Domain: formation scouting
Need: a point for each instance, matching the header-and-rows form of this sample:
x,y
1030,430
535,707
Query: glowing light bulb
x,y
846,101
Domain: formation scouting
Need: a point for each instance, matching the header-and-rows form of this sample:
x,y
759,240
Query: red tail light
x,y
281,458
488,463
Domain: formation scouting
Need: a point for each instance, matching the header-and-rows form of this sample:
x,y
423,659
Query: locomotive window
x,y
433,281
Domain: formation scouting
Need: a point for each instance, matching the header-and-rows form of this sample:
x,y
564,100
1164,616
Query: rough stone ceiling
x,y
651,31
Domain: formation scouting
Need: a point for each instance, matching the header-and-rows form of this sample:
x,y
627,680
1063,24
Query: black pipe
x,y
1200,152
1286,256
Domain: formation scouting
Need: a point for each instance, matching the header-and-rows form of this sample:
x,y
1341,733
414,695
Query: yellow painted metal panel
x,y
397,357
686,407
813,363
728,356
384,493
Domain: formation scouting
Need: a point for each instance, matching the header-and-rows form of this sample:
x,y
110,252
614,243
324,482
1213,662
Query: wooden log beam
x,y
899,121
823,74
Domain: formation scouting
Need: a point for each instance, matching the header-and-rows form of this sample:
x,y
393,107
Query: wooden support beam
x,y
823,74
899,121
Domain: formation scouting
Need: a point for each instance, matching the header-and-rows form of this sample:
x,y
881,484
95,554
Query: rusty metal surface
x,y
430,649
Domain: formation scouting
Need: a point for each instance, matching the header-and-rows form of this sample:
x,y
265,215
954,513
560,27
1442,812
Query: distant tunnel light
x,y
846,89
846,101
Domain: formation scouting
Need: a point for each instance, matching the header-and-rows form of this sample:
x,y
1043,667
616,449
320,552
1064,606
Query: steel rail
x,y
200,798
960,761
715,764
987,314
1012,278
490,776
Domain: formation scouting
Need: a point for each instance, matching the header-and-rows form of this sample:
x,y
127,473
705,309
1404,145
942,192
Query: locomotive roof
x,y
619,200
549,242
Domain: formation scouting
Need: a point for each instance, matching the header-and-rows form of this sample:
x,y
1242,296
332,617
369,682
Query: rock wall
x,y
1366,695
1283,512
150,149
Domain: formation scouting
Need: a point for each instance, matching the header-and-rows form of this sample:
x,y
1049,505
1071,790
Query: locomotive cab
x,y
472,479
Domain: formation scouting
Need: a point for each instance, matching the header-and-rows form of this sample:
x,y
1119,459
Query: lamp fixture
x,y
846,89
______
> [ACTIVITY] Word for word, restate each line of the material.

> [SOLUTION]
Domain: formation scouting
Need: a point for each instance, matching the header-and-rows form of this sample:
x,y
1030,430
535,707
Query: glowing light bulb
x,y
846,101
Domain: formation scouting
Need: a point for each instance, matching the header-and-rows form of this sample:
x,y
759,240
Query: red tail light
x,y
281,458
488,463
Domain: formation scouting
Need: a point for each instance, matching the header-and-rows form of this sample:
x,y
423,659
Query: locomotive window
x,y
433,281
Domain: formation scouting
Need: a point for each instance, matching the header-and-rows form of this sample:
x,y
564,100
1164,616
Query: rough stone ceiling
x,y
651,31
Domain: formation scouting
Need: a point for each instance, matching the header-and-rows form of this sample:
x,y
627,680
1063,24
Query: black pipe
x,y
1200,152
1286,256
Domain: formation scouting
Need: a point for each instance, matching the header-and-rows form of this sample:
x,y
1341,733
414,695
Query: yellow painted metal panel
x,y
397,357
686,407
813,363
728,356
384,493
Domain: formation scouting
Need: a point for each instance, matching the header-and-rows form of this sample:
x,y
110,252
614,243
324,482
1213,662
Query: wooden log beam
x,y
899,121
823,74
Domain: formation scouting
Need: a point for each instance, matching the header-and-rows form of this sample:
x,y
393,107
Query: wooden support beam
x,y
823,74
899,121
Domain: formation scouting
Need: a point for each instance, matching the header-and-rows form of this sample:
x,y
881,484
95,554
Query: rusty metal surface
x,y
430,649
Domain: formation scouting
Need: a point for each instance, matching the header-and-rows form of this sample:
x,y
265,215
954,513
560,27
1442,812
Query: distant tunnel light
x,y
846,89
846,101
Domain: formation scouting
Need: a point for each instance, matching the header-and-rows form of this sample:
x,y
1043,667
616,449
320,552
1064,606
Query: steel rail
x,y
200,798
960,761
715,764
987,314
1012,278
490,776
Domain: formation scouting
Need: a point for each instance, matching the header-and-rows form of this sample:
x,y
127,473
705,309
1404,145
942,192
Query: locomotive roof
x,y
619,200
549,242
Domain: formation scouting
Need: a point for each instance, matching the header-and-rows form of this sample:
x,y
1242,296
332,617
369,682
Query: rock wall
x,y
1366,695
1283,512
150,149
Domain: formation scouting
Need: a point for each instance, matching the header-and-rows form of this sample:
x,y
1049,505
1071,790
Query: locomotive cab
x,y
472,479
Domain: formation scouting
Need: a point for each instance, matching the header-and-rows form of this sample:
x,y
1119,459
Query: lamp fixture
x,y
846,89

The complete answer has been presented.